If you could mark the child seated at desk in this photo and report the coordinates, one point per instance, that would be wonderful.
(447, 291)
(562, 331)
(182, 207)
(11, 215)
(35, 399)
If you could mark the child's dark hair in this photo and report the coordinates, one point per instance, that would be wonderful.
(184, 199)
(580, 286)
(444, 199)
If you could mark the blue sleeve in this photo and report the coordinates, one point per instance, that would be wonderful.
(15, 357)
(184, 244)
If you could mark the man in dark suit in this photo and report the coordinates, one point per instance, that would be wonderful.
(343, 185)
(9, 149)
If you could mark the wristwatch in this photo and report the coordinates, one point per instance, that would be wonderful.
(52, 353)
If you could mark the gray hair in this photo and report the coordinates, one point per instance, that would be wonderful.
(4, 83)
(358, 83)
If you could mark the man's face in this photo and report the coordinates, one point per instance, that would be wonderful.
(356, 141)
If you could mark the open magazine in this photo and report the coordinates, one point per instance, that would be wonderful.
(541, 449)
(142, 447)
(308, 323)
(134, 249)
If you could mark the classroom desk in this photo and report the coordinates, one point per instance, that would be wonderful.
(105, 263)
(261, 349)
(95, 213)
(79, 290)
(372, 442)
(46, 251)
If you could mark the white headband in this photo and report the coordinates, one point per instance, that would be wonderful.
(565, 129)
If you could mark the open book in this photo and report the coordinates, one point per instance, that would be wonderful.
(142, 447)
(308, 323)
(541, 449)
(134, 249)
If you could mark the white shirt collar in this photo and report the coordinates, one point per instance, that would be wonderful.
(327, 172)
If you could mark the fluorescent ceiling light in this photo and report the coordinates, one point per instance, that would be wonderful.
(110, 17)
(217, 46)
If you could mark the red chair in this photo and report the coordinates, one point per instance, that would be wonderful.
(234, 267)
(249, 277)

==========

WHAT NEEDS TO BE DONE: Copy every line of the listing above without changing a single character.

PROBLEM SOLUTION:
If you could mark the child seated at desk in this photo and report the coordinates, one point per instance, that would be wonderful.
(447, 291)
(562, 331)
(182, 207)
(11, 215)
(35, 399)
If you could mark the child's dark hair in this photo and report the coordinates, one point per instance, that would be wonderful.
(184, 199)
(580, 286)
(444, 199)
If you could mark the blue sleeve in this photo and report the coordinates, one point per instance, that would be wonderful.
(15, 357)
(184, 244)
If you could mark the man in dark suit in this photo and report the coordinates, one point per instance, that would be wonderful.
(343, 185)
(9, 149)
If you could mark the wristwatch in this photo and report the coordinates, one point per instance, that would be wonderful.
(52, 353)
If you could mark the gray hair in this photo and report the coordinates, one point per instance, that would be wonderful.
(4, 83)
(358, 83)
If you could mark the man's face in this photo and report the coordinates, one point per instance, that would be wonderful.
(356, 141)
If you could mark the open magazine in this photo and report the coordinates, one point per instance, that would be wonderful.
(541, 449)
(142, 447)
(308, 323)
(134, 249)
If you could mark the classroom desk in this photo and report the coordinates, one point per instance, that would be wonderful.
(105, 263)
(261, 349)
(95, 213)
(79, 290)
(372, 442)
(46, 251)
If you could mark the white headband in this photo and report the coordinates, one point per instance, that would be wonderful.
(565, 129)
If you could mark the open book in this photo and report the coordinates, one point per instance, that would be wonderful.
(142, 447)
(308, 323)
(541, 449)
(134, 249)
If you could mark the white shirt collar in this photo and report the coordinates, one point per instance, that would be wonderful.
(327, 172)
If you could mark the fluorescent ceiling light in this photo and report the coordinates, one point per instance, that would be wonderful.
(110, 17)
(217, 46)
If you could mark the red chair in this photo and report the coordinates, one point per instance, that would be wonderful.
(234, 267)
(249, 277)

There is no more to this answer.